Carry over every line of the data from the line containing "of the wild" through the end of the data, adding 150 to each x and y coordinate in the answer points only.
**** Material supplied
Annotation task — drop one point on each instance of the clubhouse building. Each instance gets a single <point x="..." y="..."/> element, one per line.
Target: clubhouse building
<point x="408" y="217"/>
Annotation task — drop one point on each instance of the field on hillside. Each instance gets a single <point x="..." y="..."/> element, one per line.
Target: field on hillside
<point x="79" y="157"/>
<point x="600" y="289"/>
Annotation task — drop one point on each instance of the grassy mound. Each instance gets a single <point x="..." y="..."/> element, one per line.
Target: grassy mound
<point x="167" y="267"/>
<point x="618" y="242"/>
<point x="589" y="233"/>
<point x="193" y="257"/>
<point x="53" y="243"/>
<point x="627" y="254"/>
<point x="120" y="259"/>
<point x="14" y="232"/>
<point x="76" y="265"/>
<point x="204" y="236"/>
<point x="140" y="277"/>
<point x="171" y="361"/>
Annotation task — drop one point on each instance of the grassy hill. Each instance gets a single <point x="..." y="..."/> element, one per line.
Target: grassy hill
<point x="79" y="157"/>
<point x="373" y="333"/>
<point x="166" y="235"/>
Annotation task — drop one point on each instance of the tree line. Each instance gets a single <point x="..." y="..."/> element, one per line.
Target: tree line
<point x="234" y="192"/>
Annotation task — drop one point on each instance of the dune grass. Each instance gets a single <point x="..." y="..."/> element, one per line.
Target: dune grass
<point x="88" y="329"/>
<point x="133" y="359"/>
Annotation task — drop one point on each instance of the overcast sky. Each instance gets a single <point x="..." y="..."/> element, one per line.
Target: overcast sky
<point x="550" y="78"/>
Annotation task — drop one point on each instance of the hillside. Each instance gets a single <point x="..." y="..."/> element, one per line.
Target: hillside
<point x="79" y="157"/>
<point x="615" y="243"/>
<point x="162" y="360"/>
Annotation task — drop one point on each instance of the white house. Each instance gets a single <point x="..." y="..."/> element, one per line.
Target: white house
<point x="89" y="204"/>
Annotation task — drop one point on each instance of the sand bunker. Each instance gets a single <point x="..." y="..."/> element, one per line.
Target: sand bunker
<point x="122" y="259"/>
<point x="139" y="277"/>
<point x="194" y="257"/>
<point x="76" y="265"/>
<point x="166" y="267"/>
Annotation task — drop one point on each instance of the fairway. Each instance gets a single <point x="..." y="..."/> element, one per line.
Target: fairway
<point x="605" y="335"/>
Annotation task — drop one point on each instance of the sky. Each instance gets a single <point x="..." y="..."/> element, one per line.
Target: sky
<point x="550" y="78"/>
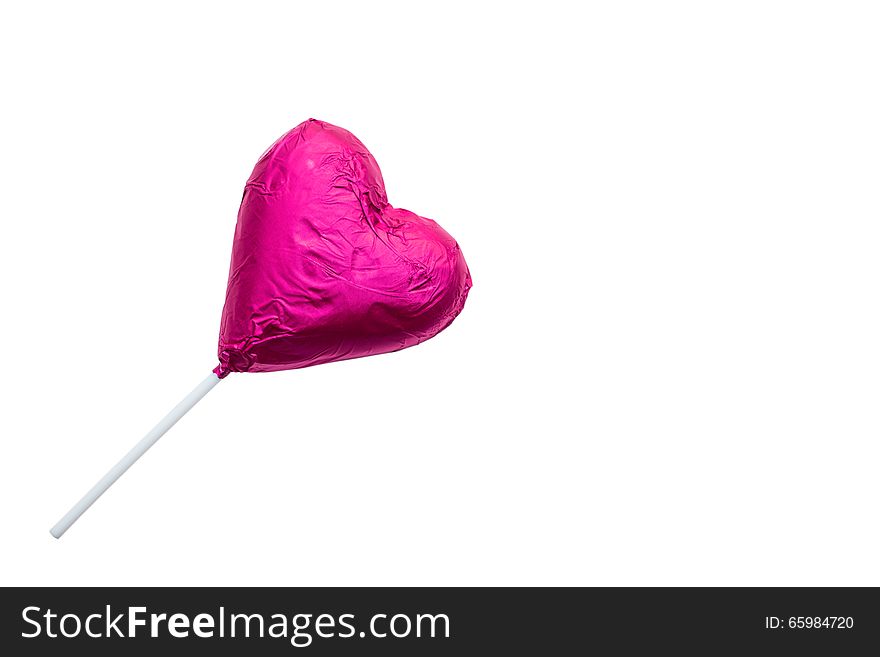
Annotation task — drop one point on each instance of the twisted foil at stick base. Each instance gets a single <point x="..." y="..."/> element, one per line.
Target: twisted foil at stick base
<point x="324" y="268"/>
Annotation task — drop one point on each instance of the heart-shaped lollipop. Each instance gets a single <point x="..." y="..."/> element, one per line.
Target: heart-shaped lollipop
<point x="323" y="269"/>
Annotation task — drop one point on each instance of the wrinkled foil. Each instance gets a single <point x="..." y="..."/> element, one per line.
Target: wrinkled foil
<point x="324" y="268"/>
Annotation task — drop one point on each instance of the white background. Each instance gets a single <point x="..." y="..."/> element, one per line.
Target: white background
<point x="667" y="371"/>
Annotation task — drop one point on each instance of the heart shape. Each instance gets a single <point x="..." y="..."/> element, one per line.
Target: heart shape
<point x="323" y="268"/>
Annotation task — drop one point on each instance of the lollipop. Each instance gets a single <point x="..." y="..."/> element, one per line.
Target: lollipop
<point x="323" y="269"/>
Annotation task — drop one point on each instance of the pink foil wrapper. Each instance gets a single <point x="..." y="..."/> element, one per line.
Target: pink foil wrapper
<point x="324" y="268"/>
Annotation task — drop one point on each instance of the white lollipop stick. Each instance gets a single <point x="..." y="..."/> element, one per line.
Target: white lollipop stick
<point x="136" y="452"/>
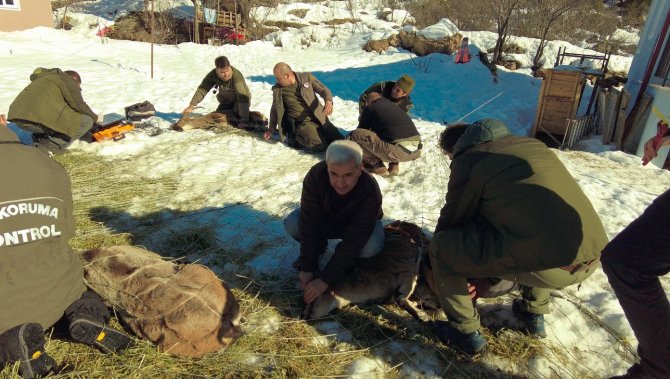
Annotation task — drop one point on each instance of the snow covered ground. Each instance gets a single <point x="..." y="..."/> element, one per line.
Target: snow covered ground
<point x="218" y="170"/>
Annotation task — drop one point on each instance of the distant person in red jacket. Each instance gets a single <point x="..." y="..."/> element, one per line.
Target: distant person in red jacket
<point x="633" y="262"/>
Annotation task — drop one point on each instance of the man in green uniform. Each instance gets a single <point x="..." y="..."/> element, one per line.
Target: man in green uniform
<point x="513" y="212"/>
<point x="397" y="92"/>
<point x="297" y="111"/>
<point x="52" y="108"/>
<point x="41" y="279"/>
<point x="230" y="88"/>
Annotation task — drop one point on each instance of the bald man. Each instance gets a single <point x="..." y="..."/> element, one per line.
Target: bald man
<point x="297" y="112"/>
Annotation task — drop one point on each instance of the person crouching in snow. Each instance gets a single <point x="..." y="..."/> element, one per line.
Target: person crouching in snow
<point x="513" y="212"/>
<point x="297" y="113"/>
<point x="397" y="92"/>
<point x="230" y="88"/>
<point x="41" y="279"/>
<point x="339" y="201"/>
<point x="386" y="134"/>
<point x="52" y="108"/>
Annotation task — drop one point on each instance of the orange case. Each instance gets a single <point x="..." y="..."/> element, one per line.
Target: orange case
<point x="115" y="132"/>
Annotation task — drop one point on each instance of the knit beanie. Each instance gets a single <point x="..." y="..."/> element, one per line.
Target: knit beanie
<point x="405" y="83"/>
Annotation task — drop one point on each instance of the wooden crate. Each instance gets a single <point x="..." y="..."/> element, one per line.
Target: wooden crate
<point x="558" y="101"/>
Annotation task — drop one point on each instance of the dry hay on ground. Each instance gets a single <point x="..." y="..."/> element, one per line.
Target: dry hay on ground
<point x="276" y="343"/>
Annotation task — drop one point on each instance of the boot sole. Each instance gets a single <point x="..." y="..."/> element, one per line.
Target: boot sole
<point x="104" y="338"/>
<point x="34" y="360"/>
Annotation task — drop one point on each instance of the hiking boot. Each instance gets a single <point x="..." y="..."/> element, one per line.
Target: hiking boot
<point x="377" y="168"/>
<point x="25" y="344"/>
<point x="530" y="323"/>
<point x="394" y="168"/>
<point x="470" y="343"/>
<point x="99" y="335"/>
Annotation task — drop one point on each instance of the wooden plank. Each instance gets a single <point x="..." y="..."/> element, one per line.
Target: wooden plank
<point x="621" y="118"/>
<point x="540" y="106"/>
<point x="611" y="108"/>
<point x="605" y="119"/>
<point x="632" y="139"/>
<point x="558" y="101"/>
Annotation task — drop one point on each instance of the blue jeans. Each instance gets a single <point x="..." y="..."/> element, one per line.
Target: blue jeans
<point x="372" y="247"/>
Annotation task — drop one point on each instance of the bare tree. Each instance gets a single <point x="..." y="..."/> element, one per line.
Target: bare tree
<point x="544" y="15"/>
<point x="467" y="14"/>
<point x="503" y="13"/>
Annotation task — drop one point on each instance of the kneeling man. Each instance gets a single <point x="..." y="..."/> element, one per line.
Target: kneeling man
<point x="387" y="134"/>
<point x="514" y="212"/>
<point x="41" y="278"/>
<point x="339" y="201"/>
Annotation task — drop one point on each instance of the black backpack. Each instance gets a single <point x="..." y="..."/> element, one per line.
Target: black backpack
<point x="140" y="111"/>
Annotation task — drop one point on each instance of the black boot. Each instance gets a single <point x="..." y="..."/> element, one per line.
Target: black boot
<point x="25" y="344"/>
<point x="88" y="320"/>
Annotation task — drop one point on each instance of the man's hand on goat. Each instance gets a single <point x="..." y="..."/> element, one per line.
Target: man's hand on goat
<point x="478" y="287"/>
<point x="305" y="277"/>
<point x="314" y="289"/>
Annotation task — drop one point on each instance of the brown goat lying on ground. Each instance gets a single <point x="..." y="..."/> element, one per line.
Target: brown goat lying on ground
<point x="390" y="275"/>
<point x="220" y="121"/>
<point x="185" y="309"/>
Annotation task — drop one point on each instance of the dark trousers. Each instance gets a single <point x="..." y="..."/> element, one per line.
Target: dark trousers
<point x="309" y="135"/>
<point x="376" y="150"/>
<point x="633" y="261"/>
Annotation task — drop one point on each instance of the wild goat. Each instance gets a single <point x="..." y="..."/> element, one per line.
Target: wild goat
<point x="220" y="121"/>
<point x="183" y="308"/>
<point x="390" y="275"/>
********
▶ **Task result**
Annotation task — drop one point on each instance of the wild goat. Each instance gets a single <point x="..." y="..."/> element, one per line.
Target: wild goat
<point x="370" y="271"/>
<point x="333" y="458"/>
<point x="540" y="425"/>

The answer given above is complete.